**Stored dataset items:**
----
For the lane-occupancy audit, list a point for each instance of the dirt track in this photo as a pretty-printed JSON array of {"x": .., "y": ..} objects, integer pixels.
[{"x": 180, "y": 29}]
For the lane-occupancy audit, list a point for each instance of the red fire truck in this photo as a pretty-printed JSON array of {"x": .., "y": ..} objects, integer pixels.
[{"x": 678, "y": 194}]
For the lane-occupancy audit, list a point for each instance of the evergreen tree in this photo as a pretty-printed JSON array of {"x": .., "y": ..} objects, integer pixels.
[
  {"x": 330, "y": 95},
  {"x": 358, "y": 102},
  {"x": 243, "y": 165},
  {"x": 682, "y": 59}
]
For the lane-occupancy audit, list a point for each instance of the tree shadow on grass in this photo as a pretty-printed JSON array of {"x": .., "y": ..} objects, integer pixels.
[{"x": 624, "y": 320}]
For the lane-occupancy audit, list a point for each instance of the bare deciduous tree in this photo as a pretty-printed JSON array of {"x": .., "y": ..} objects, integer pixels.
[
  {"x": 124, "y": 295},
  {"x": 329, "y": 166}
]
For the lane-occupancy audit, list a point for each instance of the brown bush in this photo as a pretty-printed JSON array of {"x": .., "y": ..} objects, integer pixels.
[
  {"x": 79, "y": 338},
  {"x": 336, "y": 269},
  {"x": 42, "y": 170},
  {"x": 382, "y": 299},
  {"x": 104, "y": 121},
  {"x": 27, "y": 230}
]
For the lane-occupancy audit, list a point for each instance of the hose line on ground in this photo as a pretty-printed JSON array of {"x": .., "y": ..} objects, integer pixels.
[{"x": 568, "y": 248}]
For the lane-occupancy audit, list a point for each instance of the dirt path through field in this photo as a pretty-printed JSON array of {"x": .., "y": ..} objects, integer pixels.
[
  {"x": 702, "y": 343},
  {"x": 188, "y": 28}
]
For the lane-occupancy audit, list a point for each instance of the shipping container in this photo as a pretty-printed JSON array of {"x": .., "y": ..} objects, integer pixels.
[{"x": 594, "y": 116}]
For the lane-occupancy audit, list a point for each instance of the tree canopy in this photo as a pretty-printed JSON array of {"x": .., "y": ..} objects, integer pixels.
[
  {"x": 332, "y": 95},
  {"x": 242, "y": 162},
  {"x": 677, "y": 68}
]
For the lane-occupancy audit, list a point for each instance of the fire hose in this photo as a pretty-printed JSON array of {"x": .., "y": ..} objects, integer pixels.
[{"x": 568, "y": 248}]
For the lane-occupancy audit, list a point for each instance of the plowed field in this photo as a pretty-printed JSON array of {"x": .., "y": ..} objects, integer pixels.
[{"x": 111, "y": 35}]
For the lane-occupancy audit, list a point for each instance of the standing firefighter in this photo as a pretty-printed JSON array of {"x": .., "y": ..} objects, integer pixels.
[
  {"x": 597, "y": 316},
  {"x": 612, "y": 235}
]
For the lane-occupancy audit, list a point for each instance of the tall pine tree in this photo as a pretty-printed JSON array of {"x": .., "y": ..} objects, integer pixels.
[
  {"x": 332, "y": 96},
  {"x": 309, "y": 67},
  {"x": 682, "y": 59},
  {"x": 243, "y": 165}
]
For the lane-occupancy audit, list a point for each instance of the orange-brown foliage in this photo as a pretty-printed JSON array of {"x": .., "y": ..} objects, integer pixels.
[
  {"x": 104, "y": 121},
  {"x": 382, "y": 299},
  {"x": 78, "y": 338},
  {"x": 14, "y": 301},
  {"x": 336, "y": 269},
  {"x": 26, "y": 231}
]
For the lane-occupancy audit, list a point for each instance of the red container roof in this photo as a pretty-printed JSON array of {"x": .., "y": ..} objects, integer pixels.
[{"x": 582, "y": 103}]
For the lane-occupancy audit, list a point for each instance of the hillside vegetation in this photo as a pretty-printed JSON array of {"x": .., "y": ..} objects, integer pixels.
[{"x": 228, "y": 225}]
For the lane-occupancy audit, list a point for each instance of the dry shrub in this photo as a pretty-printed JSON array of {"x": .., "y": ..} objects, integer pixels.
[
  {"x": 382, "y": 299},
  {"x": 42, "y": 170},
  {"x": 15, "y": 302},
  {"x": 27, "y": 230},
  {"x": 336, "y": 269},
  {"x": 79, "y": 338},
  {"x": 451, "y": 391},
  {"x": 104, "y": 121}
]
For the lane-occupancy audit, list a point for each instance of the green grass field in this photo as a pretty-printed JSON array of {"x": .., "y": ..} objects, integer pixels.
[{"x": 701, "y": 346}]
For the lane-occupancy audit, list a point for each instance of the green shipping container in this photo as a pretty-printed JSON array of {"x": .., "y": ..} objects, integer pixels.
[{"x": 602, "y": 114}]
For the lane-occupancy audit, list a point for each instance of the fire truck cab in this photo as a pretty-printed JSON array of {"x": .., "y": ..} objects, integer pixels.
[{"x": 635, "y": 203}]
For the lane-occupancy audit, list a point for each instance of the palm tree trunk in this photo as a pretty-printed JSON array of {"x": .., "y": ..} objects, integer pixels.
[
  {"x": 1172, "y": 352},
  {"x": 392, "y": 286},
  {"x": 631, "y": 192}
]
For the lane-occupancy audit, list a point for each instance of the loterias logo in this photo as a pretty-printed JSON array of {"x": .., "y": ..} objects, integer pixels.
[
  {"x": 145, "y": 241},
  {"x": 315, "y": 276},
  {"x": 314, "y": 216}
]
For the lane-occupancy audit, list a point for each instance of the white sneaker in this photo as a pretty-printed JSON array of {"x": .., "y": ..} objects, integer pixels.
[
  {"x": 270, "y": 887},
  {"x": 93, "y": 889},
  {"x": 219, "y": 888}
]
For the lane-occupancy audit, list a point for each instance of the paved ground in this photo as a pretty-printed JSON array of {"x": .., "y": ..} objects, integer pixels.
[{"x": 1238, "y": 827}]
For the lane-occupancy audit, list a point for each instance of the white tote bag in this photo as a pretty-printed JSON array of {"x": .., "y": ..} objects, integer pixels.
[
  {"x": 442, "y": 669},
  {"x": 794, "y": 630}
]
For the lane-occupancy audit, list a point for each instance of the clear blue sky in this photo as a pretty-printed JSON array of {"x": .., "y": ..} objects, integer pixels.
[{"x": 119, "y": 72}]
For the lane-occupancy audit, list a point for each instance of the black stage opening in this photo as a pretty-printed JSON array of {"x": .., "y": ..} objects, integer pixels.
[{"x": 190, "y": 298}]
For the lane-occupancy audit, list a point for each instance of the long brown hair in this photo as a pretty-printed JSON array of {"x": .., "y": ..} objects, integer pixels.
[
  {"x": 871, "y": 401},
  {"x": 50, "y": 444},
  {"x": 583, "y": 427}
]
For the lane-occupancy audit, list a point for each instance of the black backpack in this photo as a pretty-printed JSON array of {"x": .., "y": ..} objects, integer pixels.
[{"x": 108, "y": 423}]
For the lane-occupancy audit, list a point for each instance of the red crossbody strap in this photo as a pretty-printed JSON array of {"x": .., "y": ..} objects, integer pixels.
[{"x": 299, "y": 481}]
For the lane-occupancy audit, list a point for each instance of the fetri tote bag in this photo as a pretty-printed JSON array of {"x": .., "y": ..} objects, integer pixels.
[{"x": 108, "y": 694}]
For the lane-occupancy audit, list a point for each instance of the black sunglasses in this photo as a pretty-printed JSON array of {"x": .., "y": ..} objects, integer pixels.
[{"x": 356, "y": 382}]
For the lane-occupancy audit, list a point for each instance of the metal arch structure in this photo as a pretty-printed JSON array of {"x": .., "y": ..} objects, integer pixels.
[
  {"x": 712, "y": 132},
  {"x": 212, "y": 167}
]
----
**Problem to work on:**
All entries are to be retyped with no difference from the original.

**Result for this task:**
For the lane-occupancy audit, list a point for each instance of the dirt track in this photo as a pretty-printed JSON array of {"x": .., "y": ..} objects, integer pixels.
[{"x": 180, "y": 29}]
For the lane-occupancy audit, list a point for each instance of the red fire truck in this photo as a pretty-printed JSON array of {"x": .., "y": ..} objects, integer pixels.
[{"x": 678, "y": 194}]
For the lane-occupancy audit, list a point for each instance of the evergreen tree in this photo as a pretty-printed JSON array of {"x": .., "y": ..} objects, integer pixels.
[
  {"x": 330, "y": 95},
  {"x": 358, "y": 102},
  {"x": 243, "y": 165},
  {"x": 682, "y": 59}
]
For the lane-occupancy audit, list a point for each instance of the tree shadow on grass in this photo as a pretty-printed JSON array of {"x": .., "y": ..} objects, integer pixels.
[{"x": 624, "y": 320}]
For the lane-occupancy audit, list a point for each instance of the bare deciduous tree in this photo as a pretty-printed JSON array of {"x": .., "y": ..} objects, integer pixels.
[
  {"x": 124, "y": 295},
  {"x": 329, "y": 166}
]
For the lane-occupancy audit, list a point for each instance of the brown bush in this photo as a pretty-printed JSON array of {"x": .., "y": ..} objects, integer pixels.
[
  {"x": 79, "y": 338},
  {"x": 336, "y": 269},
  {"x": 42, "y": 170},
  {"x": 382, "y": 299},
  {"x": 104, "y": 121},
  {"x": 27, "y": 230}
]
For the lane-occupancy audit, list a point for each instance of the hose line on ground in this photo as a pretty-printed JSON array of {"x": .., "y": ..} objects, integer pixels.
[{"x": 568, "y": 248}]
For the lane-occupancy audit, list a point for each instance of the dirt path through field in this photo as a pretty-printed JSON array of {"x": .., "y": ..} objects, integer pixels.
[
  {"x": 702, "y": 343},
  {"x": 188, "y": 28}
]
For the lane-occupancy audit, list a point for each instance of the shipping container in this photo as a pretty-printed JSON array of {"x": .., "y": ..} objects, integer pixels.
[{"x": 594, "y": 116}]
For the lane-occupancy audit, list a point for each instance of the tree canopy in this photo as a pretty-printed JSON array of {"x": .., "y": ..} objects, integer pixels.
[
  {"x": 332, "y": 95},
  {"x": 242, "y": 162},
  {"x": 677, "y": 68}
]
For the lane-occupancy audit, list a point for each instance of the fire hose in this photo as a pretty-printed JSON array of {"x": .., "y": ..} objects, integer pixels.
[{"x": 568, "y": 248}]
For the lane-occupancy audit, list a point for each instance of the plowed field in this photo as a pretty-printed JSON array of {"x": .., "y": ..} objects, integer pixels.
[{"x": 111, "y": 35}]
For the lane-occupancy audit, list a point for each instance of the standing firefighter in this photo as a pretty-printed JSON array of {"x": .., "y": ..} objects, integer pixels.
[
  {"x": 597, "y": 316},
  {"x": 612, "y": 235}
]
For the lane-occupancy audit, list a point for each instance of the tall pine tree in this photo as a pretty-printed JSON array of {"x": .., "y": ..} objects, integer pixels.
[
  {"x": 332, "y": 96},
  {"x": 309, "y": 67},
  {"x": 682, "y": 59},
  {"x": 243, "y": 165}
]
For the lane-occupancy audit, list a point for each instance of the orange-brown foliage in this photo as a pretty-printed JSON array of {"x": .., "y": ..} objects, integer pixels.
[
  {"x": 104, "y": 121},
  {"x": 382, "y": 299},
  {"x": 78, "y": 338},
  {"x": 14, "y": 301},
  {"x": 336, "y": 269},
  {"x": 26, "y": 231}
]
For the lane-occupancy audit, list a point for each instance of the red container roof in this photo as a pretty-printed JSON array of {"x": .., "y": ..} objects, integer pixels.
[{"x": 582, "y": 103}]
For the lane-occupancy audit, list a point for each instance of the hillside vegetation in this photo as a pretty-printed JSON array of {"x": .., "y": ..} objects, integer pixels.
[{"x": 228, "y": 225}]
For the lane-occupancy audit, list a point for each instance of the dry shrub in this photo as a pretty-printed JSON array of {"x": .., "y": ..} objects, integer pixels.
[
  {"x": 382, "y": 299},
  {"x": 42, "y": 170},
  {"x": 15, "y": 302},
  {"x": 27, "y": 230},
  {"x": 336, "y": 269},
  {"x": 79, "y": 338},
  {"x": 451, "y": 391},
  {"x": 104, "y": 121}
]
For the lane-occupancy audit, list a point for each instance of the green grass field in this photo as a pretty-printed JSON array of {"x": .., "y": ..} objects, integer pixels.
[{"x": 701, "y": 346}]
For the lane-occupancy audit, list a point for each instance of the green shipping container in this photo as a pretty-printed JSON array of {"x": .., "y": ..} objects, integer pixels.
[{"x": 602, "y": 114}]
For the lane-occupancy audit, list a point for each instance of the fire truck cab in this photo as a pretty-printed JSON array of {"x": .., "y": ..} objects, integer pixels.
[{"x": 635, "y": 203}]
For the lane-occupancy audit, list a point for each instance of the palm tree trunk in this photo as a pretty-printed JSON array of {"x": .., "y": ..} objects, integer pixels.
[
  {"x": 1172, "y": 352},
  {"x": 392, "y": 286},
  {"x": 631, "y": 192}
]
For the lane-occupancy audit, list a point for each instance of the loterias logo in this photo as a pretty-printed JSON array of {"x": .., "y": ..} objects, integer pixels.
[
  {"x": 145, "y": 241},
  {"x": 315, "y": 276},
  {"x": 314, "y": 216}
]
For the lane-occupancy audit, list a point for each instance of the white sneaker in this photo as a pretty-printed JSON array of {"x": .., "y": ..} objects, integer pixels.
[
  {"x": 270, "y": 887},
  {"x": 93, "y": 889},
  {"x": 219, "y": 888}
]
For the lane-occupancy audit, list a point for each instance of the paved ground in this photo as a pretty-printed JSON array of {"x": .., "y": ..} objects, integer pixels.
[{"x": 1238, "y": 827}]
For the lane-occupancy audit, list a point for each instance of the white tote bag in this photo as a pretty-printed JSON array of {"x": .., "y": ..} objects, integer pixels.
[
  {"x": 442, "y": 669},
  {"x": 794, "y": 630}
]
For the lane-occupancy audit, list a point for each instance of the clear blue sky in this photo as a pretty-printed JSON array of {"x": .., "y": ..} objects, integer pixels.
[{"x": 119, "y": 72}]
For the lane-occupancy audit, list a point for each instance of the black stage opening in this photo as a pretty-printed JSON array of {"x": .., "y": ..} objects, integer pixels.
[{"x": 190, "y": 298}]
For the lane-occupancy audit, list a point for each instance of the long brown hair in this photo as a pretty-printed JSON array of {"x": .., "y": ..} objects, integer pixels.
[
  {"x": 871, "y": 401},
  {"x": 50, "y": 444},
  {"x": 583, "y": 427}
]
For the lane-occupancy audit, list a point for each instance of the black backpack in this photo as a pretty-printed JSON array of {"x": .., "y": ..} objects, integer pixels.
[{"x": 108, "y": 423}]
For the lane-occupancy audit, list a point for each instance of the red crossbody strap in this photo as a pretty-printed JSON array of {"x": .., "y": ..} objects, integer pixels.
[{"x": 299, "y": 481}]
For the lane-occupancy audit, list a point for each instance of the fetri tote bag in this photo as a pretty-printed JSON array of {"x": .., "y": ..} objects, integer pixels.
[{"x": 108, "y": 694}]
For the lane-occupancy audit, list a point for each instance of the black sunglasses in this photo as a pretty-printed JSON array of {"x": .., "y": ..} objects, integer pixels.
[{"x": 356, "y": 382}]
For the lane-occupancy audit, list a point for each instance of the metal arch structure in this photo as a pretty-printed JSON array of {"x": .., "y": ..} objects, integer pixels.
[
  {"x": 712, "y": 132},
  {"x": 212, "y": 167}
]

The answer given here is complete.